Extracted material
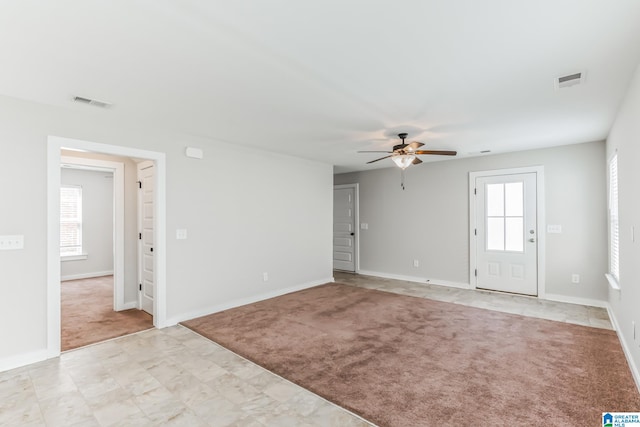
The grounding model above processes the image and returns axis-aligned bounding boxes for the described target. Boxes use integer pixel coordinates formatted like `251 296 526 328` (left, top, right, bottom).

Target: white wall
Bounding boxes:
334 142 607 302
0 97 333 370
60 168 113 280
607 67 640 388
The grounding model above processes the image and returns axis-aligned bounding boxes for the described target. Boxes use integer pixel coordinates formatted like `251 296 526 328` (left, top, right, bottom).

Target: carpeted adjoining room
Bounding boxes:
182 275 640 427
60 276 153 351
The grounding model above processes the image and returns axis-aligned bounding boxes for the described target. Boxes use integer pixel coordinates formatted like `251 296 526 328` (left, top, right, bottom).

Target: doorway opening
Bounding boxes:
469 166 545 297
47 136 166 357
333 184 360 273
60 154 153 351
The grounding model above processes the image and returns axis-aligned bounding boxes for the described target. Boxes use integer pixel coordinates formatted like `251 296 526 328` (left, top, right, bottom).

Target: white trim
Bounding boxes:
333 183 360 274
122 301 138 310
604 273 620 291
60 270 114 282
540 294 608 308
469 166 546 299
136 160 156 312
60 254 89 262
166 277 334 326
60 156 125 311
607 304 640 392
0 350 48 372
360 270 473 289
47 136 167 364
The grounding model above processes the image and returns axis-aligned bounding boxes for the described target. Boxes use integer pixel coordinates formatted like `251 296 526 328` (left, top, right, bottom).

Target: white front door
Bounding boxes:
138 162 155 315
475 173 538 295
333 185 357 272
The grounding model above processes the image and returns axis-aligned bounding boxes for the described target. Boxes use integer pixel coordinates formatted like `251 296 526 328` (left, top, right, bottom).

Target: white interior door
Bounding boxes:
333 185 356 272
475 173 538 295
138 162 155 315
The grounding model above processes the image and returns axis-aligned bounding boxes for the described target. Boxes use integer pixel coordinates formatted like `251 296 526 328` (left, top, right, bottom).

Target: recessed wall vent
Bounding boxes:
73 96 112 108
555 72 585 89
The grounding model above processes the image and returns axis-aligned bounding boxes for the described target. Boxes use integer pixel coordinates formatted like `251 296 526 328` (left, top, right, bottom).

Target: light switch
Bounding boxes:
547 224 562 234
0 235 24 251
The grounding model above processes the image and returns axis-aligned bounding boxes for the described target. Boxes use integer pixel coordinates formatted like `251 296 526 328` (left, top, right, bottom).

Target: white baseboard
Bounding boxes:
0 349 47 372
358 270 471 289
164 277 334 327
607 304 640 392
60 270 113 282
540 294 609 309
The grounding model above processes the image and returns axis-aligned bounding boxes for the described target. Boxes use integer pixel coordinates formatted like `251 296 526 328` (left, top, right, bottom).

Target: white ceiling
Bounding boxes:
0 0 640 172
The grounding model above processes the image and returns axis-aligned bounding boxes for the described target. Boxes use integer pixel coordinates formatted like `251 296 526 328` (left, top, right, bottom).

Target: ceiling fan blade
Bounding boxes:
367 156 392 164
413 150 458 156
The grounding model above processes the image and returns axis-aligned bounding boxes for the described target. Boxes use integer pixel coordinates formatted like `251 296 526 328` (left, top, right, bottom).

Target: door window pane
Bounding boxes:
505 217 524 252
487 184 504 216
486 182 525 252
504 182 524 217
487 218 504 251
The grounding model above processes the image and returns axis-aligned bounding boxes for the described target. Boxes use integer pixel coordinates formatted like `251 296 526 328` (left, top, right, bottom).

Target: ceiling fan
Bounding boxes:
358 133 458 170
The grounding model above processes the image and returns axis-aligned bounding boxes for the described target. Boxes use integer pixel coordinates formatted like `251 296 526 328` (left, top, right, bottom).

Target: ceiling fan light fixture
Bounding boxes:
391 154 416 170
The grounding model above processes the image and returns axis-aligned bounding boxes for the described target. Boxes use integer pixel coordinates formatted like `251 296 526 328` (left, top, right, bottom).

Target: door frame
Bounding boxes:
469 166 546 299
47 136 167 358
136 160 156 310
331 183 360 274
60 156 126 311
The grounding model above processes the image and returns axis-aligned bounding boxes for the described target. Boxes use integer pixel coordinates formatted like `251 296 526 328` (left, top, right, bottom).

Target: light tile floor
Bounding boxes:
0 272 611 427
334 271 613 329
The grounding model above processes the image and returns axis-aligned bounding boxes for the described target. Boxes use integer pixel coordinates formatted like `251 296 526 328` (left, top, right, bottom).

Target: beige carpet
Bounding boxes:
60 276 153 351
184 284 640 427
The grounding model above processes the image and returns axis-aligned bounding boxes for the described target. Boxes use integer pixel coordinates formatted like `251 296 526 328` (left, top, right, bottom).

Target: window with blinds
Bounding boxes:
609 154 620 282
60 185 82 256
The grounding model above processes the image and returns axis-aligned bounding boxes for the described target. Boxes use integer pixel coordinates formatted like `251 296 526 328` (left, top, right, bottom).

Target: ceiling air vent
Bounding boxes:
73 96 112 108
555 72 585 89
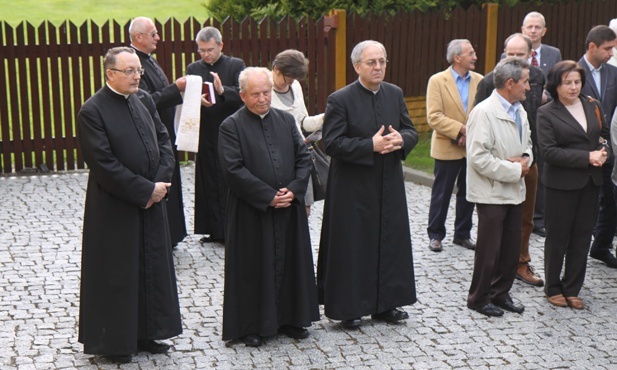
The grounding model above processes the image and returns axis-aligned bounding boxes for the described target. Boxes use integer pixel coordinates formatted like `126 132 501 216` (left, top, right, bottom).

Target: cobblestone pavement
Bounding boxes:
0 164 617 370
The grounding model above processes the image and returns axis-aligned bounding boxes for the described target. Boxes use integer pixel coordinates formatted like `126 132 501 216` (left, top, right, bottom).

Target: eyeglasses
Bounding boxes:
281 73 294 86
139 31 159 38
360 59 388 68
197 48 216 54
109 68 144 76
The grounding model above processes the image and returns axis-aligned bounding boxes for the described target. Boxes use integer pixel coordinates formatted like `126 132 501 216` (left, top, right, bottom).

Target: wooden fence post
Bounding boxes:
325 9 347 90
482 3 499 74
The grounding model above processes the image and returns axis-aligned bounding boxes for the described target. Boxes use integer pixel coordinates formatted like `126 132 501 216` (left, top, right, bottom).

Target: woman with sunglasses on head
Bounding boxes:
271 49 324 215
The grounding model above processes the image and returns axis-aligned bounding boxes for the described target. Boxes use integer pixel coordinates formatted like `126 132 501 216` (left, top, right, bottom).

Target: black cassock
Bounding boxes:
219 108 319 340
77 86 182 355
317 81 418 320
135 49 187 245
186 55 244 239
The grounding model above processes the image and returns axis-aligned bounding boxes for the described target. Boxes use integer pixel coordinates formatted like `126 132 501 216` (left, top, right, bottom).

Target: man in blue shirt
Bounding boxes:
426 39 482 252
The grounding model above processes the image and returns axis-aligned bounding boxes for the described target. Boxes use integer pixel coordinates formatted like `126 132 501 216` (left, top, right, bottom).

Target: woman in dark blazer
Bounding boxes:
537 60 610 309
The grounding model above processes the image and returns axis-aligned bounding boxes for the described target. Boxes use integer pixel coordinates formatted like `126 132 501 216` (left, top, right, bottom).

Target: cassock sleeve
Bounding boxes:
138 92 176 185
77 104 154 208
398 91 418 160
139 79 182 109
218 59 246 102
323 93 373 166
287 116 311 203
218 117 278 212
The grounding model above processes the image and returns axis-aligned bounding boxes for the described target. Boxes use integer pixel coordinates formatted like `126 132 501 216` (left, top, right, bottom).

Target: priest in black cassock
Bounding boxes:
219 67 319 347
186 27 244 243
77 47 182 363
129 17 187 246
317 41 418 328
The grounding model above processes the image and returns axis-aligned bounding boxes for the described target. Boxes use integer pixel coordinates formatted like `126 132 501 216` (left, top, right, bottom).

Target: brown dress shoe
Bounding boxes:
547 294 568 307
566 297 585 310
428 239 443 252
516 264 544 286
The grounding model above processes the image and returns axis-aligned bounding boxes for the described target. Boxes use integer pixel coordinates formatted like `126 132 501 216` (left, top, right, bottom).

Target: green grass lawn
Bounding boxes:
405 132 435 174
0 0 208 26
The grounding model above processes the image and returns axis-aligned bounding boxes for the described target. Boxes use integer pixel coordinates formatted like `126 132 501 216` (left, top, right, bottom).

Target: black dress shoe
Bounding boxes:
199 236 225 244
533 227 546 238
492 298 525 313
467 303 503 316
103 355 133 364
137 340 169 353
279 325 308 339
341 318 362 329
428 239 443 252
240 334 263 347
589 252 617 269
371 308 409 322
452 238 476 251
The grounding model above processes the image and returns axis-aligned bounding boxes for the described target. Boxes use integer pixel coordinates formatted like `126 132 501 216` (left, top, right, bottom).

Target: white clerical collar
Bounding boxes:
131 43 152 56
105 82 130 99
358 77 381 94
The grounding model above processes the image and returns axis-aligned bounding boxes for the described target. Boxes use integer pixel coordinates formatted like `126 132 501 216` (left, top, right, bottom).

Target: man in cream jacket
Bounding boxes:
467 57 533 316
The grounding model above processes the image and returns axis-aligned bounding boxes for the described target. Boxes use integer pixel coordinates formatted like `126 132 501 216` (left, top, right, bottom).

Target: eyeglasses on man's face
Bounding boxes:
361 59 388 68
197 48 217 54
109 68 144 76
139 31 159 38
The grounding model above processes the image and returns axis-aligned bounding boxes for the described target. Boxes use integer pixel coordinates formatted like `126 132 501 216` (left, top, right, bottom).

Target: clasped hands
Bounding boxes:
373 125 403 154
589 147 608 167
508 156 529 177
270 188 296 208
146 182 171 209
201 72 225 107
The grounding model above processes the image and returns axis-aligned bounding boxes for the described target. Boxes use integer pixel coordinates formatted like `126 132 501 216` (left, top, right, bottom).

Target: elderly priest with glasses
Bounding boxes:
77 47 182 363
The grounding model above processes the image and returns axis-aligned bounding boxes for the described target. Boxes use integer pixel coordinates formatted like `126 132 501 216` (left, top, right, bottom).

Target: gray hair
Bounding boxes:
272 49 308 80
523 12 546 27
129 17 154 42
195 27 223 45
608 18 617 33
238 67 273 91
351 40 388 65
493 57 529 89
446 39 471 64
503 32 533 53
103 46 135 79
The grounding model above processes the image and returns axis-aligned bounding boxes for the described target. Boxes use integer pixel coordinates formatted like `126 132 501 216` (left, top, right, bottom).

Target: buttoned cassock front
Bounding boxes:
135 49 187 244
77 86 182 355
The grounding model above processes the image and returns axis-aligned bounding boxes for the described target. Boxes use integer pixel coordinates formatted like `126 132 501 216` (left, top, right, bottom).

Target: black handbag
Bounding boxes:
309 143 330 201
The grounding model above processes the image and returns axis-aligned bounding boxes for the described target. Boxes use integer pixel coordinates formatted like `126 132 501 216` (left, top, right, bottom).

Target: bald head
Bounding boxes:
503 33 531 59
129 17 161 54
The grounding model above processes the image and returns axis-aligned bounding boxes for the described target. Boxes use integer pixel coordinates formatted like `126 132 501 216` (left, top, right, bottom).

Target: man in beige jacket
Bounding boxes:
467 57 533 316
426 39 482 252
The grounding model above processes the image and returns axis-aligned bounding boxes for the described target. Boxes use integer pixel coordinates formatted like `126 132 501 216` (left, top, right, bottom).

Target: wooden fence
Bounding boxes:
0 0 617 173
0 18 334 173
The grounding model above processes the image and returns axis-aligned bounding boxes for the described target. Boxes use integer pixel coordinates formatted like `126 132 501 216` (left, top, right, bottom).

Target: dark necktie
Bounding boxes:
531 50 538 67
514 109 523 142
148 56 169 85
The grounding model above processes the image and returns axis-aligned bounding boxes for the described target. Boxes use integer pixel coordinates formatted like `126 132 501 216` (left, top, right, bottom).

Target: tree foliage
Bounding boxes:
204 0 570 20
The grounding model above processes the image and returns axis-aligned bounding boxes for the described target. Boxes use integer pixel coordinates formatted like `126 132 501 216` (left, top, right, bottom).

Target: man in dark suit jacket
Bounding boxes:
501 12 561 236
129 17 187 246
579 26 617 268
521 12 561 236
521 12 561 76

Exercise brief
Copy the rows from the very first one down to and including the line that contains "607 67 640 388", substituting "ceiling" for "wall" and keeping everything else the same. Leave the pictures out.

The response
The grounding model above processes the image and returns axis-aligned bounding boxes for the described target. Boxes use integer pixel coordinates formatted like `251 296 526 328` (left, top, right, bottom).

Target: white ceiling
Bounding boxes:
334 142 607 302
0 97 333 370
60 168 113 280
607 67 640 388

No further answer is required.